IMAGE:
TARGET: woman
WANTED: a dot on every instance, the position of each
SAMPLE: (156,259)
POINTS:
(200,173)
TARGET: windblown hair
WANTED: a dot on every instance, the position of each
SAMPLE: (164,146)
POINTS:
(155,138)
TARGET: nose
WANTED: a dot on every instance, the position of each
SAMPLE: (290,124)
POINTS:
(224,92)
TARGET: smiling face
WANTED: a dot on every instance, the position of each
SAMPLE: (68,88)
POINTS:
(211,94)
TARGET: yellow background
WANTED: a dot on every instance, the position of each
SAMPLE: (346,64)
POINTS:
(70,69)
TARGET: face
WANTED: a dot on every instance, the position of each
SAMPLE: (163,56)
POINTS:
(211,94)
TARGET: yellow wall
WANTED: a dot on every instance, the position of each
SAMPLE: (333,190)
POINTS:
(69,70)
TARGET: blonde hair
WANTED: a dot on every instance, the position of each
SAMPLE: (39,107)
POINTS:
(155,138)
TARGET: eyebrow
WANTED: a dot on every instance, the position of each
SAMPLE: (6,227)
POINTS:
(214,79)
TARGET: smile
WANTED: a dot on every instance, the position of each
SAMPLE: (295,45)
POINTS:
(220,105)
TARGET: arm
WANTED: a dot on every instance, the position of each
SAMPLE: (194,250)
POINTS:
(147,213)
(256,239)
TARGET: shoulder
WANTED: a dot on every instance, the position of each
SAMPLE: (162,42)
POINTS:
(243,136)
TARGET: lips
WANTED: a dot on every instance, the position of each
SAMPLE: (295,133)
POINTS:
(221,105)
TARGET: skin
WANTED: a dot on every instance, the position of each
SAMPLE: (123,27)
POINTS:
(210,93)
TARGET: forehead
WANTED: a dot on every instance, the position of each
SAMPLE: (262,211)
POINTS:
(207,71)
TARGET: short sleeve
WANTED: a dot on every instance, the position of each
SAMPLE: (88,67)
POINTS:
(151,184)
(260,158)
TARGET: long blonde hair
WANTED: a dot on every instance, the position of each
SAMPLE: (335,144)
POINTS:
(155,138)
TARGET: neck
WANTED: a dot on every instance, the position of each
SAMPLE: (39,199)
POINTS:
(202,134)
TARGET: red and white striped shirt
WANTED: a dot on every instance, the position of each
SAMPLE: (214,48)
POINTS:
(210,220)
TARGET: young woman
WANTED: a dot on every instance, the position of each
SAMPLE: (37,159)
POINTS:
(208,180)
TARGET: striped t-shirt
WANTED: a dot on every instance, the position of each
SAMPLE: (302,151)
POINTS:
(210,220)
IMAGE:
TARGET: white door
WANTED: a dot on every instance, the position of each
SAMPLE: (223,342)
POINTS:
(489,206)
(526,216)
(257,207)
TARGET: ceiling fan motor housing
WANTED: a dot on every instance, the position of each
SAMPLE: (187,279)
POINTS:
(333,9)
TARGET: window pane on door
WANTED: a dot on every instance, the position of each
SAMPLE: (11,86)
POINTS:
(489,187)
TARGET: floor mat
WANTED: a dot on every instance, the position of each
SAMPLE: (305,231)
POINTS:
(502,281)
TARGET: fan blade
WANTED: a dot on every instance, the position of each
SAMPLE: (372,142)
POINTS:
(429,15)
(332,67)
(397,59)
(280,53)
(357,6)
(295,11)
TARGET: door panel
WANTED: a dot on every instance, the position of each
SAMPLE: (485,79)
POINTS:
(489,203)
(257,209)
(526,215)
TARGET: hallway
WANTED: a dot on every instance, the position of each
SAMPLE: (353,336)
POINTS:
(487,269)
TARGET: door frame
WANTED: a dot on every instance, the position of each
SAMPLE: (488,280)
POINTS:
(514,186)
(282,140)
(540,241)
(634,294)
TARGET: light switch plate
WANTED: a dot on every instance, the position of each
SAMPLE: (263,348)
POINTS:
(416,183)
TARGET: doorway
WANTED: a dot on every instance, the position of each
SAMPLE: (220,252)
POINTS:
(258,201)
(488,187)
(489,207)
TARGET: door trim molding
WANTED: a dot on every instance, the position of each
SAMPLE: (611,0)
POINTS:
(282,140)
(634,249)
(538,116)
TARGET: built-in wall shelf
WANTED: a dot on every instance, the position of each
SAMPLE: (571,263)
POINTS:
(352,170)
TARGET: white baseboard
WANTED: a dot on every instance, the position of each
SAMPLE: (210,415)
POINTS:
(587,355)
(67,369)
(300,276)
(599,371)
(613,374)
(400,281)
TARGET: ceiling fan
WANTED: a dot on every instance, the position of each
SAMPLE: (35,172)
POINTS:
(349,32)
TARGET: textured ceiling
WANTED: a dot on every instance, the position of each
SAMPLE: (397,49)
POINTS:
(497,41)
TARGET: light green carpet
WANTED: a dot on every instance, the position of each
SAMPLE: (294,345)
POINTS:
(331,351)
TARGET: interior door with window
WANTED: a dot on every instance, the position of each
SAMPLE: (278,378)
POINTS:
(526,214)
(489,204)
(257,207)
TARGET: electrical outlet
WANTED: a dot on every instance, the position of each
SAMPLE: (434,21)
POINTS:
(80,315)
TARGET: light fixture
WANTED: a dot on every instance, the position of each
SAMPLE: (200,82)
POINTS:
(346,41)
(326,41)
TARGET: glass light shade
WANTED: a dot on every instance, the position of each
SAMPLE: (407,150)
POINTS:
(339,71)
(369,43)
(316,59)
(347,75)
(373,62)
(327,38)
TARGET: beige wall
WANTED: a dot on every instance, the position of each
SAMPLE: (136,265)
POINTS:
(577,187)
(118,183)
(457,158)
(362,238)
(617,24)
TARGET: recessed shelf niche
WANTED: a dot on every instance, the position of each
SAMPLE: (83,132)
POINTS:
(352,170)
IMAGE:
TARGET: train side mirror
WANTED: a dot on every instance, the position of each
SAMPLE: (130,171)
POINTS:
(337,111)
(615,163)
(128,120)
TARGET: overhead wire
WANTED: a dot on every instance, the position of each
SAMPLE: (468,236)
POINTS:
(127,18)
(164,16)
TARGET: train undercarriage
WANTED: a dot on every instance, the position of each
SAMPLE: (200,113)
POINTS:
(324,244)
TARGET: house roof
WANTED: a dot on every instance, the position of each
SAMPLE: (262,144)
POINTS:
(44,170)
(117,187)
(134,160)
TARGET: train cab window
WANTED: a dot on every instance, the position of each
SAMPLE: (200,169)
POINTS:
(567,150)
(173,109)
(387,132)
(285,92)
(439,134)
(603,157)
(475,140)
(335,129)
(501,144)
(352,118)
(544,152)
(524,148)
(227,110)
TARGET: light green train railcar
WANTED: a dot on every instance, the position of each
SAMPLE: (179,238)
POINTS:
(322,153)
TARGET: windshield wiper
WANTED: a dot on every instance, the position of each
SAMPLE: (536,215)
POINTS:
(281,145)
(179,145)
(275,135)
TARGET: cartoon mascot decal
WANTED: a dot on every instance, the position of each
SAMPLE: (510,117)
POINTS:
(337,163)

──────

**WORK INSTRUCTIONS:**
Each line of the data should be transcribed exactly.

**WRITTEN ANSWER:**
IMAGE:
TARGET: woman
WANTED: a dot on every instance, the position of each
SAMPLE: (156,259)
POINTS:
(200,173)
TARGET: windblown hair
WANTED: a dot on every instance, the position of each
SAMPLE: (164,146)
POINTS:
(155,138)
TARGET: nose
WANTED: a dot on every instance, the position of each
SAMPLE: (290,124)
POINTS:
(224,92)
TARGET: smiling face
WANTED: a dot on every instance, the position of each
SAMPLE: (68,88)
POINTS:
(211,94)
TARGET: yellow background
WANTED: a dot on every instance, the position of each
SAMPLE: (346,64)
POINTS:
(70,69)
TARGET: face
WANTED: a dot on every instance, the position of each
SAMPLE: (163,56)
POINTS:
(211,94)
TARGET: yellow wall
WANTED: a dot on every instance, the position of each
SAMPLE: (333,190)
POINTS:
(69,70)
TARGET: blonde hair
WANTED: a dot on every instance, the position of each
SAMPLE: (39,107)
POINTS:
(155,138)
TARGET: eyebrow
WANTED: a dot on every instance, the position of each
SAMPLE: (6,227)
POINTS:
(214,79)
TARGET: smile
WANTED: a dot on every instance, the position of each
SAMPLE: (295,45)
POINTS:
(220,105)
TARGET: arm
WANTED: a dot on every instance, the position of each
SAMPLE: (194,250)
POINTS:
(147,213)
(256,239)
TARGET: shoulder
WANTED: a dot on every instance, the position of each
SAMPLE: (162,42)
POINTS:
(243,136)
TARGET: lips
WANTED: a dot on every instance, the position of each
SAMPLE: (295,133)
POINTS:
(221,105)
TARGET: skin
WANTED: a dot on every instance, the position of each
SAMPLE: (123,27)
POINTS:
(210,93)
TARGET: forehead
WANTED: a dot on every instance, the position of each
SAMPLE: (262,211)
POINTS:
(207,71)
TARGET: short sleeve
WANTED: a dot on every instance, the position of each
SAMPLE: (88,67)
POINTS:
(151,184)
(260,158)
TARGET: long blonde hair
WANTED: a dot on every instance, the position of each
SAMPLE: (335,144)
POINTS:
(155,138)
TARGET: neck
WANTED: a dot on every instance, the position of each
SAMPLE: (39,199)
POINTS:
(202,134)
TARGET: red and white striped shirt
WANTED: a dot on every instance, the position of each
SAMPLE: (214,48)
POINTS:
(210,220)
TARGET: young woman
WANTED: a dot on every instance, the position of each
SAMPLE: (37,159)
POINTS:
(208,180)
TARGET: striped t-shirt
WANTED: a dot on every instance, the position of each
SAMPLE: (302,151)
POINTS:
(210,220)
IMAGE:
TARGET: white door
WANTED: a dot on every instance, the position of each
SAMPLE: (223,342)
POINTS:
(489,206)
(526,216)
(257,207)
TARGET: ceiling fan motor housing
WANTED: a dot on every instance, the position of each
SAMPLE: (187,279)
POINTS:
(333,9)
TARGET: window pane on door
WANTED: a dot on every instance, the position of each
SAMPLE: (11,86)
POINTS:
(489,187)
TARGET: floor mat
WANTED: a dot on every instance, the position of each
SAMPLE: (305,231)
POINTS:
(502,281)
TARGET: fan blade
WANTED: a dot on every instance, the position of each
SAMPLE: (372,142)
POINTS:
(429,15)
(332,67)
(397,59)
(280,53)
(357,6)
(295,11)
TARGET: door panel
WANTED: a dot on every instance, the position of each
SAMPLE: (485,79)
POINTS:
(489,203)
(257,209)
(526,215)
TARGET: hallway
WANTED: a dot on every instance, the position of each
SAMPLE: (353,336)
POINTS:
(487,269)
TARGET: door frame
WANTED: a dot on every instance, the position of each
SAMPLE: (488,280)
POINTS:
(514,186)
(282,140)
(540,241)
(634,294)
TARGET: light switch plate
WANTED: a dot on every instance, the position of each
SAMPLE: (263,348)
POINTS:
(416,183)
TARGET: doorway
WANTED: a dot on every instance, the position of each
SAMPLE: (220,252)
POINTS:
(258,201)
(488,187)
(489,207)
TARGET: door trim molding
WANTED: a dot on every instance, the position of each
SAMPLE: (611,0)
POINTS:
(282,140)
(634,249)
(538,116)
TARGET: built-in wall shelf
WANTED: a dot on every instance, the position of each
SAMPLE: (571,263)
POINTS:
(352,170)
TARGET: white baseboard
WANTED: a dot on every instance, the position of each
SAMPLE: (210,415)
POINTS:
(587,355)
(67,369)
(300,276)
(599,371)
(613,374)
(400,281)
TARGET: ceiling fan
WANTED: a dot on every instance, the position of each
SAMPLE: (35,172)
POINTS:
(349,32)
TARGET: textured ceiling
WANTED: a dot on every instance, the position of each
SAMPLE: (397,49)
POINTS:
(497,41)
TARGET: light green carpet
WANTED: a dot on every instance, the position of each
SAMPLE: (294,345)
POINTS:
(331,351)
TARGET: interior door with window
WANTED: a dot on every instance, the position of each
SAMPLE: (278,378)
POINTS:
(526,214)
(489,204)
(257,207)
TARGET: electrical outlet
WANTED: a dot on every instance, the position of each
SAMPLE: (434,21)
POINTS:
(80,315)
TARGET: light fixture
WANTED: a dot on every instance, the position of each
SAMPLE: (200,82)
POINTS:
(346,41)
(326,41)
TARGET: glass light shade
WANTED: a dot on every instance, the position of each
SAMPLE: (407,150)
POINTS:
(339,71)
(369,43)
(316,59)
(347,75)
(373,62)
(327,38)
TARGET: beige wall
WANTED: a dot on every instance, the position of each
SAMPLE: (136,265)
POINTS:
(577,187)
(118,183)
(457,158)
(362,238)
(617,24)
TARGET: recessed shelf niche
WANTED: a dot on every instance, the position of each
SAMPLE: (83,132)
POINTS:
(352,170)
IMAGE:
TARGET: train side mirror
WANTED: a dot on every instance, the position of each
SAMPLE: (130,171)
POINTS:
(337,111)
(615,163)
(128,120)
TARGET: overhead wire
WANTED: a dot on every instance, the position of each
SAMPLE: (468,236)
POINTS:
(127,18)
(164,16)
TARGET: train undercarriage
WANTED: a dot on every instance, the position of each
SAMPLE: (200,113)
POINTS:
(324,244)
TARGET: house roof
WANTED: a dot on every instance, the position of each
SAMPLE: (262,144)
POINTS:
(44,170)
(117,187)
(134,160)
TARGET: train cab window
WANTED: a dot on every instance, the position of each
SAMPLE: (200,169)
POINTS:
(567,150)
(173,109)
(387,132)
(285,92)
(439,134)
(603,157)
(475,140)
(335,129)
(501,144)
(352,118)
(544,152)
(524,148)
(227,110)
TARGET: light green train railcar
WANTED: a dot on every instance, the position of each
SAMPLE: (179,238)
POINTS:
(322,153)
TARGET: windshield wiper
WANTED: a dot on every instance, the position of each
SAMPLE: (536,215)
POINTS:
(281,145)
(179,145)
(275,135)
TARGET: cartoon mascot decal
WANTED: a dot on every instance, the position of each
SAMPLE: (510,117)
POINTS:
(337,163)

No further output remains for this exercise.